**AIM OF THE EXERCISE**
Tally the lines in the records below that contain the string "hand", and reply with only that number.

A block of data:

- - - - -

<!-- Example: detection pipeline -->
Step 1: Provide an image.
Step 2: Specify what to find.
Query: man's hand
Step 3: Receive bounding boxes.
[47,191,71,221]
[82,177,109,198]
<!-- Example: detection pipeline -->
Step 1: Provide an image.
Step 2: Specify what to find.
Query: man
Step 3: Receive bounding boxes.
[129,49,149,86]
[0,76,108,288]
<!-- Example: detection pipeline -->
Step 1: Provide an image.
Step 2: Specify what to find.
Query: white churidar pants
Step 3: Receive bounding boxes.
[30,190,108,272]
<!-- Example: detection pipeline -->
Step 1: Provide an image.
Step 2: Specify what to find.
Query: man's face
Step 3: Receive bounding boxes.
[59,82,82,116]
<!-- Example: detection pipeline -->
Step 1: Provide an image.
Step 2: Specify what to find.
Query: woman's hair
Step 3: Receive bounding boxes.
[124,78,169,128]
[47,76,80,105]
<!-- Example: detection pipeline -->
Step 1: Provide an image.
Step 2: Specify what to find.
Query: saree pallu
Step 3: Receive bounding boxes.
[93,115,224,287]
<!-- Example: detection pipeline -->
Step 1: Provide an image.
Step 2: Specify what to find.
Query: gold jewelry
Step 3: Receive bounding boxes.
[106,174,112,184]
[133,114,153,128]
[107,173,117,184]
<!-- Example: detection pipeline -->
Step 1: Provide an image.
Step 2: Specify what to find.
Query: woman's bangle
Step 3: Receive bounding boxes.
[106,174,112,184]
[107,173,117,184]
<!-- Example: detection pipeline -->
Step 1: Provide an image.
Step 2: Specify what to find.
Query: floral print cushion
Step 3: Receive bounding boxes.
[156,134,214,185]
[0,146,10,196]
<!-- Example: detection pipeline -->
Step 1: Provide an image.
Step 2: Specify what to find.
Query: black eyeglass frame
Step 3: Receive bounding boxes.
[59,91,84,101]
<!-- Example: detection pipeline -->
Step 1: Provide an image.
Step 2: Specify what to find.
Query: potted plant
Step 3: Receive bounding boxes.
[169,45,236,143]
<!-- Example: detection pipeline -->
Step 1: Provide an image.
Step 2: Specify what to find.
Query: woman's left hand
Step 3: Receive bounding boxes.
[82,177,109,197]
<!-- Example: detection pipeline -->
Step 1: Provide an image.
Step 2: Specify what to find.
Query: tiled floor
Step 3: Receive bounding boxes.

- - - - -

**FULL RESPONSE**
2